• **TEXTO MOSTRADO**
--------------------

Friday, June 5, 2015

Lecciones cotidianas de amor

Soy de esas personas que valoran y creen en la educación. Siempre he sido la estudiante que se emociona con levantarse temprano para ir a la escuela, a la que le gusta participar y le fascina saber que está aprendiendo. Sé cómo sacar buenas notas y cómo mantener a mis maestros contentos con mi desempeño. También disfruto mucho de aprender, de ser expuesta a nuevas ideas y de tener conversaciones profundas e interesantes con otras personas. Aún así, estoy consciente de que una mayor formación académica no forma necesariamente a una mejor persona. Sí, la educación académica nos provee con herramientas útiles e indispensables para superarnos en un mundo tan competitivo como el nuestro pero también me queda claro que un cúmulo de datos e información no son suficientes para transformar a una persona de manera profunda y significativa (claro en algunos casos el crecimiento académico se da de manera paralela al crecimiento personal/espiritual pero me parece que es más la excepción que la regla).

Mi paso por el seminario me ha traído distintas enseñanzas. No sólo aprendo datos, historia, teoría y técnicas que me ayudarán a formarme como ministra sino que he sido desafiada en numerosas ocasiones a realizar un viaje interior que me ha ayudado a descubrirme, a conocerme y a crecer espiritualmente pero que también me ha forzado a enfrentar las áreas dolorosas y no tan agradables de mi historia. Ha sido la experiencia académica más intensa que he vivido.

Sin embargo, debo admitir que muchas de las lecciones más transformadoras y profundas las he aprendido en interacciones cotidianas con la gente que me rodea. Parece casi por casualidad: aprendo un nuevo concepto en clase, lo discuto, lo absorbo y de repente, ¡zas! alguien cercano a mí, sin ningún conocimiento previo me lo muestra en acción.

--------------------

• **MATERIAL DE TRABAJO**
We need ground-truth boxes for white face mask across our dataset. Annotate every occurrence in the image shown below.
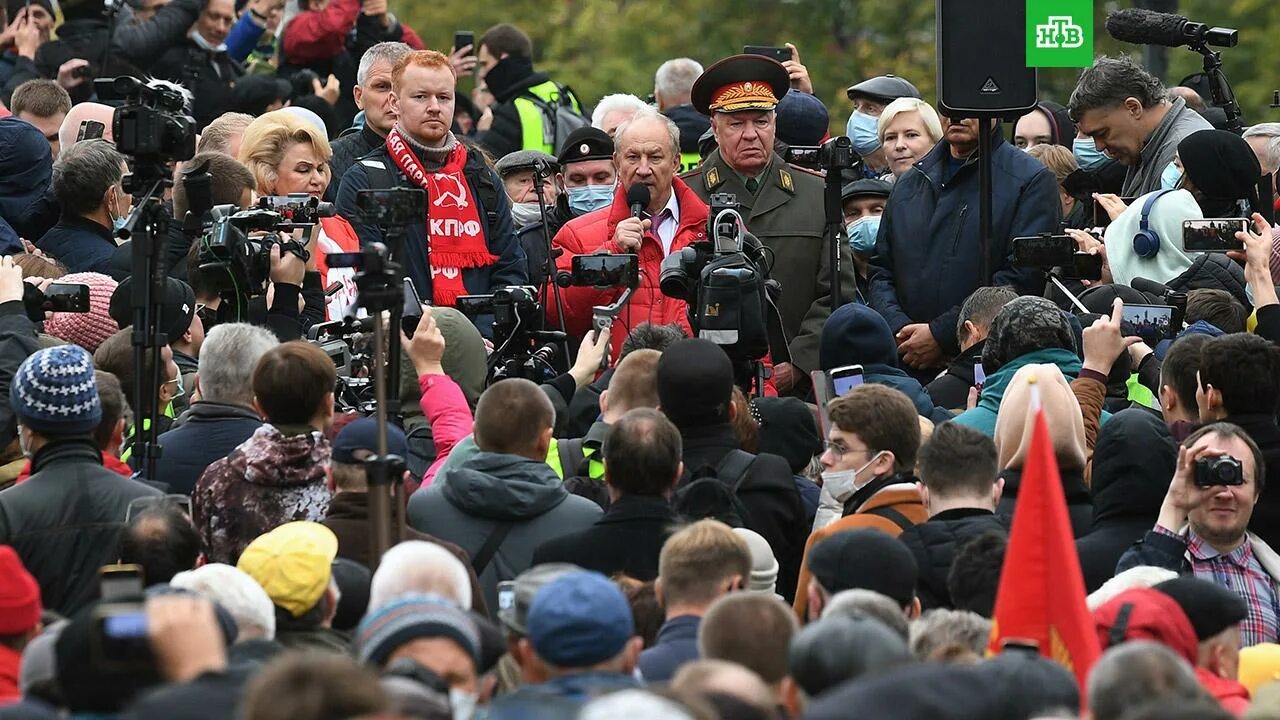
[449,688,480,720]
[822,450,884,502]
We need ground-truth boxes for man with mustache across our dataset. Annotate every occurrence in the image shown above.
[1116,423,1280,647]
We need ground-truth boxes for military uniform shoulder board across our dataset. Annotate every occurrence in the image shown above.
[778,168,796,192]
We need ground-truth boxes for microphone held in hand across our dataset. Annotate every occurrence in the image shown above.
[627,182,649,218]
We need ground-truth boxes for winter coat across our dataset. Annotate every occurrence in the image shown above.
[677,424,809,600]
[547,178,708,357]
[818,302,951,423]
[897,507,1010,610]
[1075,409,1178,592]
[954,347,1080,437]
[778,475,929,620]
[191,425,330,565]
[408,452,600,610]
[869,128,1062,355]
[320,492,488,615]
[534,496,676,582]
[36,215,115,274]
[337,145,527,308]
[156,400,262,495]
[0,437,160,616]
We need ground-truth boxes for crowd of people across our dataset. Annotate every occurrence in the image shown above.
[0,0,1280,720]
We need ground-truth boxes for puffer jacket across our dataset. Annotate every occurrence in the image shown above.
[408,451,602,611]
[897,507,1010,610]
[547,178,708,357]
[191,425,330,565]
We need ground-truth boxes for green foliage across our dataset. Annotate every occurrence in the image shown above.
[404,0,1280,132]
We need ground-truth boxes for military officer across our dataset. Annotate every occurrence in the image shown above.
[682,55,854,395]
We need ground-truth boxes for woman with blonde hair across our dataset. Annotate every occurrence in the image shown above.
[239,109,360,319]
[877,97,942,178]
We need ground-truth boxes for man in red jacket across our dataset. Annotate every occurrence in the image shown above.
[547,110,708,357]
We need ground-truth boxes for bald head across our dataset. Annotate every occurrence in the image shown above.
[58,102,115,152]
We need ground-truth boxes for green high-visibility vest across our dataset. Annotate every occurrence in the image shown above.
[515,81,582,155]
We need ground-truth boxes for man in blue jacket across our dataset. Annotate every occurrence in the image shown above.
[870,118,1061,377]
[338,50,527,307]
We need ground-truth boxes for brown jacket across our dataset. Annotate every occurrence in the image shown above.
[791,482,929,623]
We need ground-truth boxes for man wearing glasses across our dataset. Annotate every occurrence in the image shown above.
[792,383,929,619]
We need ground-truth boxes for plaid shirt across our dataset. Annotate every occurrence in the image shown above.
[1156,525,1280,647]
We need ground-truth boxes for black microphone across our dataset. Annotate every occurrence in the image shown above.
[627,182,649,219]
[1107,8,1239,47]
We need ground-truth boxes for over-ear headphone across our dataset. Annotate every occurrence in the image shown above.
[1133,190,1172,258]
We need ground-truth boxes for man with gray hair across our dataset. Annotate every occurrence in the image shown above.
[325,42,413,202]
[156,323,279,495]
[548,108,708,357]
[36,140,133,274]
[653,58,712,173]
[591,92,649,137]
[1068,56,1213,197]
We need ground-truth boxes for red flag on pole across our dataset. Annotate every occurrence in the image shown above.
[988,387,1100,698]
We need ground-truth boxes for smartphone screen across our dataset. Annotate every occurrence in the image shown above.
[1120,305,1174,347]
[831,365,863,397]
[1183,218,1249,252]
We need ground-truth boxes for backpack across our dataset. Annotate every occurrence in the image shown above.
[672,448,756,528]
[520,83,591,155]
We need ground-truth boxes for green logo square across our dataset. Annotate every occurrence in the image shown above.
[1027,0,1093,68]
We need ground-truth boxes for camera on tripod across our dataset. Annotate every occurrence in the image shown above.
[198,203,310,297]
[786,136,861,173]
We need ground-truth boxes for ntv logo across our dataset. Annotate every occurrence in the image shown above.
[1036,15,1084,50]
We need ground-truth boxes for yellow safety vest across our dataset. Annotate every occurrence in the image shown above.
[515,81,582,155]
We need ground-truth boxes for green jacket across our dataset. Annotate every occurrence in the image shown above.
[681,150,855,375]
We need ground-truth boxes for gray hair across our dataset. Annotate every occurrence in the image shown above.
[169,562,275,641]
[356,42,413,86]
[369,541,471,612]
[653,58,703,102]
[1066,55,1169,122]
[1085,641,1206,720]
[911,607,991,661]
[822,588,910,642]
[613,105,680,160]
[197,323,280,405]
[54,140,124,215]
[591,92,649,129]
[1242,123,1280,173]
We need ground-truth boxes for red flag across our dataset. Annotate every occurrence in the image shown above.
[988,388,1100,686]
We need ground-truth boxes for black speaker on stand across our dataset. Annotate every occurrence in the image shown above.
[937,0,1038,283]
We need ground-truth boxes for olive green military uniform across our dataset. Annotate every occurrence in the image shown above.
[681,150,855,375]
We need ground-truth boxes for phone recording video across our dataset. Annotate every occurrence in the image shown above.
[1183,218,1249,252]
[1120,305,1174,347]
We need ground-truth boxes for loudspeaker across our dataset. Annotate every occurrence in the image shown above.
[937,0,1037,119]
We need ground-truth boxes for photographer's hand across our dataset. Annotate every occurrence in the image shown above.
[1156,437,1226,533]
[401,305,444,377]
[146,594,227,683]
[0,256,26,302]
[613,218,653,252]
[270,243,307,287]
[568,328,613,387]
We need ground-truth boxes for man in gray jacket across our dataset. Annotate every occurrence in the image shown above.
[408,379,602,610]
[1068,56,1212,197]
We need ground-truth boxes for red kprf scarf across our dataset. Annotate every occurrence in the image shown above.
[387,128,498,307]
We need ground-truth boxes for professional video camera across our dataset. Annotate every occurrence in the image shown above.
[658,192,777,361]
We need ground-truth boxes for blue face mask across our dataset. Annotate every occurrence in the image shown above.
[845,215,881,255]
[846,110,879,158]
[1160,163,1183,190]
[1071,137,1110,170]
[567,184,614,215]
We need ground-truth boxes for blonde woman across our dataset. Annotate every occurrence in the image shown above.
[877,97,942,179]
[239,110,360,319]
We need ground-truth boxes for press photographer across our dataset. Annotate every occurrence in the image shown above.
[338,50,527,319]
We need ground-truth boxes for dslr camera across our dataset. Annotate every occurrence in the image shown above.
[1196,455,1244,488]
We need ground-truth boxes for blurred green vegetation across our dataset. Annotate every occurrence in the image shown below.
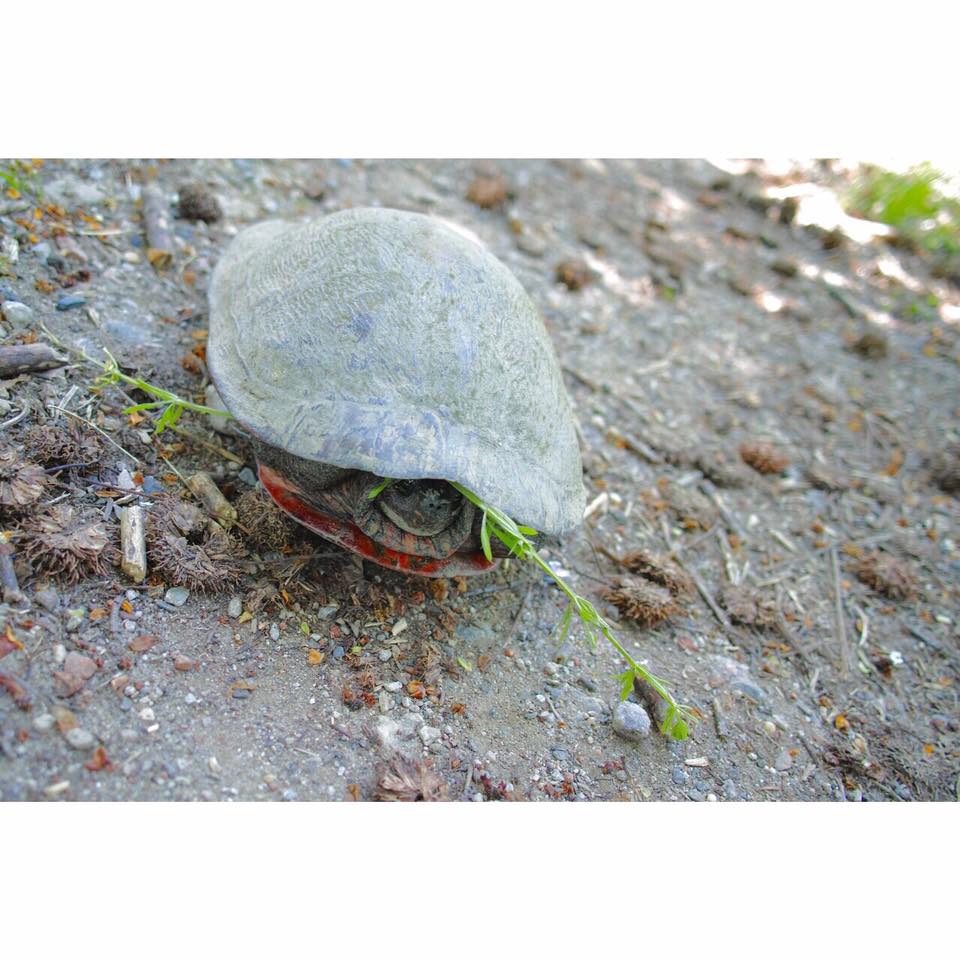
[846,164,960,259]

--------------------

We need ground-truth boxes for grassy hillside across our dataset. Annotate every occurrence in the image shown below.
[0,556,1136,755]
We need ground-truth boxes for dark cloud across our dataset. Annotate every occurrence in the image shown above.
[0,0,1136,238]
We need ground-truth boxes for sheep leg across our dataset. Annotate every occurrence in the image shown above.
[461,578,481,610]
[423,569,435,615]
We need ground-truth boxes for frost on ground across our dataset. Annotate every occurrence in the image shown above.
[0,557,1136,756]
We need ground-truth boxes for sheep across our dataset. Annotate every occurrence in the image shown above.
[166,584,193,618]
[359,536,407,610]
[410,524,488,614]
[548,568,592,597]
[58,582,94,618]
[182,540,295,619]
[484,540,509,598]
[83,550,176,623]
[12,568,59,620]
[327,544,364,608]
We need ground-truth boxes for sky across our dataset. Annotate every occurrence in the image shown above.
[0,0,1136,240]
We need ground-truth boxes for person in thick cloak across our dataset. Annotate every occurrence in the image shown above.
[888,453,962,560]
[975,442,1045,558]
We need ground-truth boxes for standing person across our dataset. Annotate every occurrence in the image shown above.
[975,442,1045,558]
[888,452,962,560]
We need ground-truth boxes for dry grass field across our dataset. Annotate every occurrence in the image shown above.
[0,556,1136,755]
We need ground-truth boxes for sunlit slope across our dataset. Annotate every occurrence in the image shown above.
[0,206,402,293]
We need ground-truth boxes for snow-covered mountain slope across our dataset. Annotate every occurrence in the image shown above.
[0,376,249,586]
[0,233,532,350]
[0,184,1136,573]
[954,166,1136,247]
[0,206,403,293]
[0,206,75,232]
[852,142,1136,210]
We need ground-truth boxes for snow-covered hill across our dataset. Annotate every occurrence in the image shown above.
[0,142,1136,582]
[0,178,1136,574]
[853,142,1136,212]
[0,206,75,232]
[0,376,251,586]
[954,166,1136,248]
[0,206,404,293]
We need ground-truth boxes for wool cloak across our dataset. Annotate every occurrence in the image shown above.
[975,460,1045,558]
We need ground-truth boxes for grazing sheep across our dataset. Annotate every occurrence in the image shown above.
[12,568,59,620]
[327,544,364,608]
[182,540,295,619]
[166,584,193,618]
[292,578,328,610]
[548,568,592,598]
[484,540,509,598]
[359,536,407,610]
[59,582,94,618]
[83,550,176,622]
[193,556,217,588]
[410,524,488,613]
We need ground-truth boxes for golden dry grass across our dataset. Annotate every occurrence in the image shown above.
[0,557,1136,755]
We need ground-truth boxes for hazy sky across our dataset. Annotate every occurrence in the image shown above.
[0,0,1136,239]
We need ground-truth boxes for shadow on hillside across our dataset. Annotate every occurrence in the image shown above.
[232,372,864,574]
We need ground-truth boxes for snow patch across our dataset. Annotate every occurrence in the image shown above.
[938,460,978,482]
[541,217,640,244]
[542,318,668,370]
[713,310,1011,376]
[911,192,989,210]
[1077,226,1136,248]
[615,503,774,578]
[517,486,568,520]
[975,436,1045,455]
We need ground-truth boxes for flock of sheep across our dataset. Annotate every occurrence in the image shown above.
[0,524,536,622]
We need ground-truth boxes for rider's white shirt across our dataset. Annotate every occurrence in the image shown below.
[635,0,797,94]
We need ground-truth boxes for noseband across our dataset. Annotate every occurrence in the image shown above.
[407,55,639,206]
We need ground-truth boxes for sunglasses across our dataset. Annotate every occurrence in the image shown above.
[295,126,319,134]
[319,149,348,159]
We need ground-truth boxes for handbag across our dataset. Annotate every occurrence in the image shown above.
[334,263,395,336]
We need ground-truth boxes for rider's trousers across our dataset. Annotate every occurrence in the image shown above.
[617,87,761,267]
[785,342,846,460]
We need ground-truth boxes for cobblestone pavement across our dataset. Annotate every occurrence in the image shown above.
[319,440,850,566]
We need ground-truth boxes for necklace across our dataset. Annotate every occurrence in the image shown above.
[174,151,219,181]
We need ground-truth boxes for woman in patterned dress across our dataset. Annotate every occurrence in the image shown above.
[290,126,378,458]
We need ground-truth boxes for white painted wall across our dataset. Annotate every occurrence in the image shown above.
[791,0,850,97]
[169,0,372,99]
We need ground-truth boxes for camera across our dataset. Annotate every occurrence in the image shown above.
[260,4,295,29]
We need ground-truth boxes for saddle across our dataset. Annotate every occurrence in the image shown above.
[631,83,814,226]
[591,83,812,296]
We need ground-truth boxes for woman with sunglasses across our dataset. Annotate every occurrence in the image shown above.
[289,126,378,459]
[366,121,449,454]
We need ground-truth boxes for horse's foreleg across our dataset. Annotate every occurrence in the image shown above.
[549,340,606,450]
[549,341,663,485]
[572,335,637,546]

--------------------

• **LISTA DE TAREAS**
1. Según el texto, ¿qué cosas se aprenden en el seminario que ayudarán a formarse como ministra?
2. Reproduce al pie de la letra las entradas comprendidas entre la línea que contiene "We need ground-truth boxes for green high-visibility" y la que contiene "[1068,56,1213,197]", ambas incluidas.
El texto y las entradas son materiales independientes entre sí.

• **LAS SOLUCIONES**
1. Datos, historia, teoría y técnicas.

2.
We need ground-truth boxes for green high-visibility vest across our dataset. Annotate every occurrence in the image shown above.
[515,81,582,155]
We need ground-truth boxes for man in blue jacket across our dataset. Annotate every occurrence in the image shown above.
[870,118,1061,377]
[338,50,527,307]
We need ground-truth boxes for brown jacket across our dataset. Annotate every occurrence in the image shown above.
[791,482,929,623]
We need ground-truth boxes for man wearing glasses across our dataset. Annotate every occurrence in the image shown above.
[792,383,929,619]
We need ground-truth boxes for plaid shirt across our dataset. Annotate every occurrence in the image shown above.
[1156,525,1280,647]
We need ground-truth boxes for black microphone across our dataset. Annotate every occurrence in the image shown above.
[627,182,649,219]
[1107,8,1239,47]
We need ground-truth boxes for over-ear headphone across our dataset. Annotate every occurrence in the image shown above.
[1133,190,1172,258]
We need ground-truth boxes for man with gray hair across our dataset. Annotate every occurrence in the image shown above.
[325,42,413,202]
[156,323,279,495]
[548,108,708,357]
[36,140,133,274]
[653,58,712,173]
[591,92,649,137]
[1068,56,1213,197]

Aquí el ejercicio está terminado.